Rewrite the data below with every "bounding box" changed to "rectangle", leaving everything else the same.

** begin **

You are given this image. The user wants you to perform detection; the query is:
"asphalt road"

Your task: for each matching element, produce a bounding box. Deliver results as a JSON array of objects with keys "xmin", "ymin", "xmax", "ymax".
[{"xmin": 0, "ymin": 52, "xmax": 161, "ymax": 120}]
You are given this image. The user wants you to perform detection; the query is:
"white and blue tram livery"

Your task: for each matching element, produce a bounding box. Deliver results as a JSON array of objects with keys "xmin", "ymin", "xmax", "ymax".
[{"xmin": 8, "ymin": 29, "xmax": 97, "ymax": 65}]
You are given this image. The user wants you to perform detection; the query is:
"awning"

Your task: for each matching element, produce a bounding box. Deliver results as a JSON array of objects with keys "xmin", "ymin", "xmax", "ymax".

** end **

*OUTPUT FOR THIS EXERCISE:*
You are given this image. The user wants you to perform detection; the query is:
"asphalt road"

Your task: for each matching element, produce a rectangle. Deliver results as a JSON array of objects with keys "xmin", "ymin", "xmax", "ymax".
[{"xmin": 0, "ymin": 52, "xmax": 161, "ymax": 120}]
You are given this image. The user wants you to perform detection; the query is:
"white and blue tram livery"

Your task: for each matching element, produce a rectangle. Deliver results as a JSON array of objects with keys "xmin", "ymin", "xmax", "ymax".
[{"xmin": 8, "ymin": 29, "xmax": 97, "ymax": 65}]
You are given this image. The user wants you to perform detection; the query is:
"awning"

Your task: for each matching element, produce a rectangle. Deliver results as a JSON array of objects with keys "xmin", "ymin", "xmax", "ymax".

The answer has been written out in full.